[SOURCE RECORDS — start]

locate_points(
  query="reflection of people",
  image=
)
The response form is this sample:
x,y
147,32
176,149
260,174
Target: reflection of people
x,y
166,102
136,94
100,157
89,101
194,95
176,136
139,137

[SOURCE RECORDS — finish]

EXERCISE: Nothing should be left out or altered, so reproduce the whole listing.

YOUR RESPONSE:
locate_points(
  query="reflection of people",
  image=
)
The response form is this sample:
x,y
147,32
176,149
260,174
Target: reflection of people
x,y
166,102
136,94
100,157
89,101
194,95
176,136
139,137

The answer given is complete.